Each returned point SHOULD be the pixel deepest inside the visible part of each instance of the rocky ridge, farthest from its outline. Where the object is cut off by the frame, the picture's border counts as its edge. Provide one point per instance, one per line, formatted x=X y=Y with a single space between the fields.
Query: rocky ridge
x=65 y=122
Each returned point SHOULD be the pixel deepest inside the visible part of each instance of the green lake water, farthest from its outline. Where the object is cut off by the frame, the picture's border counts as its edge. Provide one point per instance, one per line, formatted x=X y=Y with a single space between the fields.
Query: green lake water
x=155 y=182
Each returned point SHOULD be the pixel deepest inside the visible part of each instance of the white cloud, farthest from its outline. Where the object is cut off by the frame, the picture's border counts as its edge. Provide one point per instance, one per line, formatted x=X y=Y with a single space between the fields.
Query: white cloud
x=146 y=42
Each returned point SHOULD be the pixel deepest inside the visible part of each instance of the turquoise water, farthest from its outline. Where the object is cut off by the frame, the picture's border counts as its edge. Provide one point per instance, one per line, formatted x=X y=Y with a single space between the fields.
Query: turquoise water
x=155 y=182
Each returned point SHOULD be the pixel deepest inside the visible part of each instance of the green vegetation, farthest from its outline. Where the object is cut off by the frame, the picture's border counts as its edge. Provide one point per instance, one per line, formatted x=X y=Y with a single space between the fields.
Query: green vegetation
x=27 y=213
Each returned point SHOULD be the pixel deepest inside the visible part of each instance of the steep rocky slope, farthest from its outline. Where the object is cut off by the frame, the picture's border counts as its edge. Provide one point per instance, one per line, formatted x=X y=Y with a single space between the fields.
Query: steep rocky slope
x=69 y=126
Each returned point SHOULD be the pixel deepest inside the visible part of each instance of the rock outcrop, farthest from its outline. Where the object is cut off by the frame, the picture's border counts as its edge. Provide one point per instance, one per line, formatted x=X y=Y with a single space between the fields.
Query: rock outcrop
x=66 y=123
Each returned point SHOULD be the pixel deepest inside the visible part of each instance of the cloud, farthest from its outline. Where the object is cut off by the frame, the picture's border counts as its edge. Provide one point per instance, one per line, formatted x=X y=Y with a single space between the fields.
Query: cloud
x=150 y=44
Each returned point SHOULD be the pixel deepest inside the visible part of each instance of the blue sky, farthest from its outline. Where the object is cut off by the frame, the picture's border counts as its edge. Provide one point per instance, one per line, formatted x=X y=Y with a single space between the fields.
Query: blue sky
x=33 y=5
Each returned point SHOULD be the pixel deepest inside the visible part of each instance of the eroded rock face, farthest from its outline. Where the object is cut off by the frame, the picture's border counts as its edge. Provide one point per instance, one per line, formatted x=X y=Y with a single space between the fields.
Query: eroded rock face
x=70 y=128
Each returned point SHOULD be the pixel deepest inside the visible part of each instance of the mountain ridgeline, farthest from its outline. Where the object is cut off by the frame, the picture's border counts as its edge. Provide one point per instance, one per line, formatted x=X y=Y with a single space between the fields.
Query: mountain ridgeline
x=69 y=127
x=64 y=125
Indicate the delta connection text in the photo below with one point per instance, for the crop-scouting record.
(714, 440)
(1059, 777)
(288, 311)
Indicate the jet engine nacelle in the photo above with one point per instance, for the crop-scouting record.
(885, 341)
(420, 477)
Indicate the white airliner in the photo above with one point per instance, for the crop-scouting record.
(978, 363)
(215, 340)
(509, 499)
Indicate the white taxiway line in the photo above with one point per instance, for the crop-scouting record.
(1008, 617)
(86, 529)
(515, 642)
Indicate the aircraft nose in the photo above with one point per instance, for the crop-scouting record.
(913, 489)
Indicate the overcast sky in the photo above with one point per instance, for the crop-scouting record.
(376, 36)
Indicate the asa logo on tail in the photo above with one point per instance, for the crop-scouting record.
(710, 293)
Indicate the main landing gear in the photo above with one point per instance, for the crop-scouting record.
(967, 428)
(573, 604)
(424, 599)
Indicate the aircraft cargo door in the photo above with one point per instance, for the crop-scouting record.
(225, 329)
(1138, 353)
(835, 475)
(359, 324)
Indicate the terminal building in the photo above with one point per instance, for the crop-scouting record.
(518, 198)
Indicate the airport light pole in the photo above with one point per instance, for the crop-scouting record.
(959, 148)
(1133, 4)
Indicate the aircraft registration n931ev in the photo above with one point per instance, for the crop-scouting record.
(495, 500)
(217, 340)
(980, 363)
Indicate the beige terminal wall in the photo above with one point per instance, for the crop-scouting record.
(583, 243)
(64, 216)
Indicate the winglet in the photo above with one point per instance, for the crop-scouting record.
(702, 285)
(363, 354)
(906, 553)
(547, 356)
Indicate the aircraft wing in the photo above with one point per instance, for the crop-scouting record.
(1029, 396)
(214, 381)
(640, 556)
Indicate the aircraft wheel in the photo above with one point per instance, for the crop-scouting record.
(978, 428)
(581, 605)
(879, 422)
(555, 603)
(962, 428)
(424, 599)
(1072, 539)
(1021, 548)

-- EXERCISE TASK --
Copy all of the records above word for word, keeping every line unchanged.

-- THE SOLUTION --
Each returned point SHOULD be the pixel deepest inside the visible part of each instance of the rocky ridge, farthest from its outline. Where the object is cut off by the frame, the picture's border counts as its edge. Provide one point per instance, one per line, formatted x=X y=Y with a single space between the fields.
Query: rocky ridge
x=65 y=122
Each returned point SHOULD be the pixel deepest inside the visible part of each instance of the green lake water, farthest from its outline. Where the object is cut off by the frame, the picture's border counts as its edge. Provide one point per instance, one per line, formatted x=X y=Y with a single space between the fields.
Query: green lake water
x=155 y=182
Each returned point SHOULD be the pixel deepest inside the visible part of each instance of the white cloud, farthest from its outline. Where the object is cut off by the frame, the picture's border counts as its edge. Provide one point per instance, one per line, formatted x=X y=Y with a single space between the fields.
Query: white cloud
x=146 y=42
Each returned point SHOULD be the pixel deepest inside the visible part of each instance of the turquoise water, farthest from its outline. Where the object is cut off by the frame, the picture's border counts as its edge. Provide one point per instance, one per line, formatted x=X y=Y with a single space between the fields.
Query: turquoise water
x=155 y=182
Each returned point SHOULD be the pixel deepest inside the visible part of each instance of the green vegetation, farthest from its outline. Where the object is cut off by the frame, the picture's border counts as its edge. Provide one point per instance, one per line, formatted x=X y=Y with a single space between the fields.
Query: green vegetation
x=27 y=213
Each returned point SHOULD be the pixel deepest inside the visible part of each instance of the steep rocky slope, farthest from its outline. Where the object is cut off by the frame, the picture's border counts as its edge. Provide one point per instance, one per line, formatted x=X y=Y with a single space between the fields.
Query: steep rocky slope
x=69 y=126
Each returned point SHOULD be the pixel deepest inside the visible part of each instance of the rock outcrop, farthest from its outline. Where the object is cut off by the frame, the picture's border counts as its edge. Provide one point per instance, one per line, formatted x=X y=Y with a single space between the fields.
Query: rock outcrop
x=66 y=123
Each returned point SHOULD be the pixel deepest inside the visible part of each instance of the cloud, farthest from its outline. Where the object is cut off by the frame, the picture's border counts as its edge. Provide one point per instance, one per line, formatted x=X y=Y with a single space between the fields.
Query: cloud
x=150 y=44
Each returned point SHOULD be the pixel deepest inside the visible part of each instance of the blue sky, farthest from its outline. Where the object is cut off by the frame, the picture's border counts as its edge. Provide one point per instance, one per line, formatted x=X y=Y with a single space between the fields.
Query: blue sky
x=33 y=5
Each returned point SHOULD be the pixel deepest inside the visible part of each instance of the eroded rock face, farthest from its outline. Where the object is cut off by the frame, the picture's border counts as its edge. Provide one point per instance, one per line, formatted x=X y=Y with a single space between the fields.
Query: eroded rock face
x=70 y=128
Each returned point SHOULD be the pixel deepest inside the visible part of each instance of the mountain ridgeline, farthest from its outline. Where the object is cut off by the frame, the picture's border counts as its edge. Provide one point per instance, one per line, formatted x=X y=Y with a single space between the fields.
Query: mountain ridgeline
x=69 y=127
x=64 y=125
Indicate the delta connection text in the photo below with one point per instance, for the crop-scouting record.
(714, 440)
(1059, 777)
(288, 311)
Indicate the jet engine nacelle in the photo above with one point per instance, for the crop-scouting record.
(885, 341)
(420, 477)
Indicate the white airliner in the photo above with one point per instance, for the crop-scouting record.
(978, 363)
(215, 340)
(509, 499)
Indicate the white taxiway line in the photo above with one point per instance, for the crop-scouting record.
(1008, 617)
(86, 529)
(515, 642)
Indicate the aircraft nose in the photo above with one point per instance, for the crop-scouting record.
(913, 489)
Indicate the overcast sky in the photo above with one point per instance, for the crop-scouting record.
(376, 36)
Indicate the asa logo on tail in the photo above with one point per instance, for the crop-scouting record.
(710, 293)
Indicate the main landing gear in the photo above with one point per instance, for the crop-scouting record.
(967, 428)
(573, 604)
(424, 599)
Indicate the aircraft cargo door in the photo above with one point per instance, for the crop-scouting record.
(225, 329)
(1138, 353)
(835, 475)
(359, 324)
Indicate the terminal building in the photo above with one point per instance, for the crop-scouting record.
(518, 198)
Indicate the airport light pole in the photo above with one point per instance, for the crop-scouting record.
(959, 148)
(1133, 4)
Indicate the aircraft registration n931ev in the photo above with one point per instance, for the crop-scouting record.
(495, 500)
(217, 340)
(980, 363)
Indicate the beige terminal wall in the photo above with one point per instance, for the crop-scouting record.
(583, 243)
(64, 216)
Indicate the winglet in the photo above with one point per instance, for the crop-scouting record.
(702, 285)
(363, 354)
(906, 553)
(547, 356)
Indicate the aircraft wing in the photo above with one point per instance, for the crop-scouting record.
(1029, 396)
(214, 381)
(640, 556)
Indicate the aircraft wheel in the photo above with one point per instance, for the crop-scouting record.
(978, 428)
(581, 605)
(879, 422)
(555, 603)
(962, 428)
(424, 599)
(1072, 539)
(1021, 548)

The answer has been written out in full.